• [EXERCISE]:
Give only the number of lines in the records below that contain the string "mountain". Letter case counts.

• [INPUT DATA]:
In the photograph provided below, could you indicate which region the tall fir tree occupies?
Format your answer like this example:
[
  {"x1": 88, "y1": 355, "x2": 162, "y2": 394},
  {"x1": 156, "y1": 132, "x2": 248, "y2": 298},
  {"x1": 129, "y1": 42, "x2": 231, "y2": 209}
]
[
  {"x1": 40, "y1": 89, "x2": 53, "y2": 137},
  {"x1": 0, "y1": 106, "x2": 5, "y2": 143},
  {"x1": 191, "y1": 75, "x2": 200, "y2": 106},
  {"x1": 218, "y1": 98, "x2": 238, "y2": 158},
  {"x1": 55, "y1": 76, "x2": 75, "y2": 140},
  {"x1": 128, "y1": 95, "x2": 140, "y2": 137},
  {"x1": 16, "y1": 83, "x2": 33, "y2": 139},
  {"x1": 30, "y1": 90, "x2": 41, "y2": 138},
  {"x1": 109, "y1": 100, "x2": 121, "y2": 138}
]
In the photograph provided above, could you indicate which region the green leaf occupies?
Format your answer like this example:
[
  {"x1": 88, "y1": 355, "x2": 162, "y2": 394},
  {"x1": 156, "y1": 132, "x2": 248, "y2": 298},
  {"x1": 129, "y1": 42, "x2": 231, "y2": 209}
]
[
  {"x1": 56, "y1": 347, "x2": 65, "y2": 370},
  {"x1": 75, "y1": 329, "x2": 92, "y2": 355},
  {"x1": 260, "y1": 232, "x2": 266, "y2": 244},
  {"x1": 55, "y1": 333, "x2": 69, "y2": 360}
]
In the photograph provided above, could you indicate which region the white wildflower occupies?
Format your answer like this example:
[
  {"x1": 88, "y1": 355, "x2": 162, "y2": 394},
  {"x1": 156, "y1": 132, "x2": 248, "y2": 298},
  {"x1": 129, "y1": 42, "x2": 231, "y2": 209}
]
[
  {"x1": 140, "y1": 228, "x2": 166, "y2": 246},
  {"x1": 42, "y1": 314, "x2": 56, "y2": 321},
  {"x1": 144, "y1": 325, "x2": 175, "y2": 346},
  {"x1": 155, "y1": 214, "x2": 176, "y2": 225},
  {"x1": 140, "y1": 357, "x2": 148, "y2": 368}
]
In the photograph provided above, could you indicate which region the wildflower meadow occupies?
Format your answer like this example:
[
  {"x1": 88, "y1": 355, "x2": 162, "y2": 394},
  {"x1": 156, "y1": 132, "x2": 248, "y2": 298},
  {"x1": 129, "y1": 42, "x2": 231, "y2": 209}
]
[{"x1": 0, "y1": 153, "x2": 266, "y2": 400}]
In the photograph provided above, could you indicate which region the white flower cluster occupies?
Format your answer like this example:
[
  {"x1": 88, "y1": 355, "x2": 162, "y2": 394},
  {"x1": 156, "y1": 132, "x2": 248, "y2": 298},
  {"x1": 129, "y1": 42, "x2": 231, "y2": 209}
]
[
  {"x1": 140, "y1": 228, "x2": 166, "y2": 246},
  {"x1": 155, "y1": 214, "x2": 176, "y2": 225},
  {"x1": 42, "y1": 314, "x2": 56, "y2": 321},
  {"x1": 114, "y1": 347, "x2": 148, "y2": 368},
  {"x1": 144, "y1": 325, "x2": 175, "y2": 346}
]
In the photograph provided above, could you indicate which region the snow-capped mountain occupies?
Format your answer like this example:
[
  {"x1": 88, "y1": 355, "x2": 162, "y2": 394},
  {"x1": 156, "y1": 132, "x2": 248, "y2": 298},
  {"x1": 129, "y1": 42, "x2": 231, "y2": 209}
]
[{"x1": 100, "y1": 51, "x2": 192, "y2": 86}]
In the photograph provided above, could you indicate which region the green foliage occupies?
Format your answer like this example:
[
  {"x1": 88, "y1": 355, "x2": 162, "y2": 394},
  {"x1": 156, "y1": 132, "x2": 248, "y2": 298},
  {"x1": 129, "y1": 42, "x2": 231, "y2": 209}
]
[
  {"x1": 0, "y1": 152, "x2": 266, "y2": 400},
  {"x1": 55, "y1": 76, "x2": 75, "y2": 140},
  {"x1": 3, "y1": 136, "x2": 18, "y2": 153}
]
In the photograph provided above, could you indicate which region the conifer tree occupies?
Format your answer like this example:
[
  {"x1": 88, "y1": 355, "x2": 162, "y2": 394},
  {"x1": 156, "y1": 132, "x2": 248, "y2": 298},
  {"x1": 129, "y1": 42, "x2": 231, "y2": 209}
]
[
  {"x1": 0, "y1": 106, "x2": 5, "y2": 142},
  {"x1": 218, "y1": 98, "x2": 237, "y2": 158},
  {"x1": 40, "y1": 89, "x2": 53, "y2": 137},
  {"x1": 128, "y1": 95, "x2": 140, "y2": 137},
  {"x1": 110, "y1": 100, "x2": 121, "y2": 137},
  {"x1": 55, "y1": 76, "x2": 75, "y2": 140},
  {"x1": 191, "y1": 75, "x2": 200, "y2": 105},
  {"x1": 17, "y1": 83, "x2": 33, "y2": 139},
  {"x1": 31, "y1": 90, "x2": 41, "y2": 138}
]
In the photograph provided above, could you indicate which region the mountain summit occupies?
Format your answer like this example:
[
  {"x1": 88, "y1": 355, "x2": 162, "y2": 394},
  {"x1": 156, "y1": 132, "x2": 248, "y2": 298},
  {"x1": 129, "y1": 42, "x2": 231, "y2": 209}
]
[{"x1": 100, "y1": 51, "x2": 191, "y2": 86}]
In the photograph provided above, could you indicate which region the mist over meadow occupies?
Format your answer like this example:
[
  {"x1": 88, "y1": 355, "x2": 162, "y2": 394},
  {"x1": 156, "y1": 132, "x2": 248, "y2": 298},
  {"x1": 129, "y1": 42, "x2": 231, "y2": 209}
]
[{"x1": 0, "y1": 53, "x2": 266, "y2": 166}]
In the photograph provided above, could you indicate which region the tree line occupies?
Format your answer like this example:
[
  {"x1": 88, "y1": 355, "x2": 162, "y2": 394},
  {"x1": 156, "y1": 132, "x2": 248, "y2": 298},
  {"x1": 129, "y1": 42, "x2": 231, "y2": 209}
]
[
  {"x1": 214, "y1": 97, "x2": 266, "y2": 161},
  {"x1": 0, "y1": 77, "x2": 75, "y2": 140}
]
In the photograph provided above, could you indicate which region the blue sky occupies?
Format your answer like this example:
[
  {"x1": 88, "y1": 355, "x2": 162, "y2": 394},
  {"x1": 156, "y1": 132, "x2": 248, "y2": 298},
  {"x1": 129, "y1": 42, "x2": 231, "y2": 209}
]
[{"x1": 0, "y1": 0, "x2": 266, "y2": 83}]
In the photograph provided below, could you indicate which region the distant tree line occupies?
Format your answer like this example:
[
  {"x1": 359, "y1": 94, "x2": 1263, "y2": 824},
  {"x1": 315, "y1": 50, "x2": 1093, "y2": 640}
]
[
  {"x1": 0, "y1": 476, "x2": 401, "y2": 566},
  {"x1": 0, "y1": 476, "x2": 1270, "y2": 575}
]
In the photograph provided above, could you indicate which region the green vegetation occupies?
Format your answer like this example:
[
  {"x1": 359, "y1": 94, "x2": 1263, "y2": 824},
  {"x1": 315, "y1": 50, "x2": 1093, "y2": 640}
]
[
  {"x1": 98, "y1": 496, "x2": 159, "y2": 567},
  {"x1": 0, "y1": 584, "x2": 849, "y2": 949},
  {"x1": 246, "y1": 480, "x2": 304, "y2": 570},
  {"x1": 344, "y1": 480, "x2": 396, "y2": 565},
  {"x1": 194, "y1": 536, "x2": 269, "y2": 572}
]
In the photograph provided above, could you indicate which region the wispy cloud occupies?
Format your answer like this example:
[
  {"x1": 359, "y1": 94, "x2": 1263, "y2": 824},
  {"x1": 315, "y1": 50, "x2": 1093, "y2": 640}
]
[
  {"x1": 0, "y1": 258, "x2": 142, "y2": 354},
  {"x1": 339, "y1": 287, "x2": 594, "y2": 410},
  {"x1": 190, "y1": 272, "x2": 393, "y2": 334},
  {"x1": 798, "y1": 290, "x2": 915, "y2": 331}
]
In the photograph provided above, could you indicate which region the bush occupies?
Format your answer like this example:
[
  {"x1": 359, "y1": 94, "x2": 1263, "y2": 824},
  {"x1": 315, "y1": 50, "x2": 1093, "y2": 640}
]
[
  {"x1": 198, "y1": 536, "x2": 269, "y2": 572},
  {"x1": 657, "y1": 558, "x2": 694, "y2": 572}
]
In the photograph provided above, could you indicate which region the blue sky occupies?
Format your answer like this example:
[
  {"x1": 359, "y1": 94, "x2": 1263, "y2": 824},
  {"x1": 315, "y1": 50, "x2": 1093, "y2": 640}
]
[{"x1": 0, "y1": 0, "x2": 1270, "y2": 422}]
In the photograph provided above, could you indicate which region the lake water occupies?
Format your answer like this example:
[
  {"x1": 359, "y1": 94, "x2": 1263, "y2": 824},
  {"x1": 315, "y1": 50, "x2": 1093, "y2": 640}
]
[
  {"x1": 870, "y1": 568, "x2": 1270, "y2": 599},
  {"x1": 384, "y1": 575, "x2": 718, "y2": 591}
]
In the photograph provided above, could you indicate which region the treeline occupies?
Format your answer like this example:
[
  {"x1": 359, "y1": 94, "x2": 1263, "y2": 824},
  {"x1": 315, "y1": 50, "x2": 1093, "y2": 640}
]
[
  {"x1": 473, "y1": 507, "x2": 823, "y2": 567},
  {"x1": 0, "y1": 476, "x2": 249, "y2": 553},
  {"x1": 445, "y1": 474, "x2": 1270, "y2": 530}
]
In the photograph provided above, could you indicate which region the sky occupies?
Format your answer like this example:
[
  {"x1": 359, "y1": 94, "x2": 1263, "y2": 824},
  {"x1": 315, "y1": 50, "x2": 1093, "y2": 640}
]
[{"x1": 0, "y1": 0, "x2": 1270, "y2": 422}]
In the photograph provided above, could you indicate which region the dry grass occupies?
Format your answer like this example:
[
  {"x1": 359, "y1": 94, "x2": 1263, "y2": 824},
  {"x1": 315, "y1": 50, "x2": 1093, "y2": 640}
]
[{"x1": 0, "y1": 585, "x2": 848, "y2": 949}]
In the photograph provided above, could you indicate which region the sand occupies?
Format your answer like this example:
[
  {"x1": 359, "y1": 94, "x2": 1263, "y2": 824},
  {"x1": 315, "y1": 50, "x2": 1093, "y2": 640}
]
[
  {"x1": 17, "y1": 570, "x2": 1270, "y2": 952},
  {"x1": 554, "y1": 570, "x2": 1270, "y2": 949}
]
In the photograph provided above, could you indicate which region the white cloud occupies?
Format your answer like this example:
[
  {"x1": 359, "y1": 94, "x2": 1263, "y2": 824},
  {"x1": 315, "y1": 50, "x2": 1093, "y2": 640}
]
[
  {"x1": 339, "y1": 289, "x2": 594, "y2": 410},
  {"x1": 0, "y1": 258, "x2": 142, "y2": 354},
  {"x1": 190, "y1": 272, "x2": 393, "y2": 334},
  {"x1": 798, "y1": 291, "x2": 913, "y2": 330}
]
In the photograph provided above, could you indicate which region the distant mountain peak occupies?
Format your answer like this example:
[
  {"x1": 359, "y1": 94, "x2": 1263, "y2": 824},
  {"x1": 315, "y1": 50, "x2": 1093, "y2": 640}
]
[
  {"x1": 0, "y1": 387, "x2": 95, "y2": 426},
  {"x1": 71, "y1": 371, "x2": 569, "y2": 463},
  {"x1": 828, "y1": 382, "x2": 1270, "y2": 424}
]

• [ANSWER TO THE PROBLEM]:
3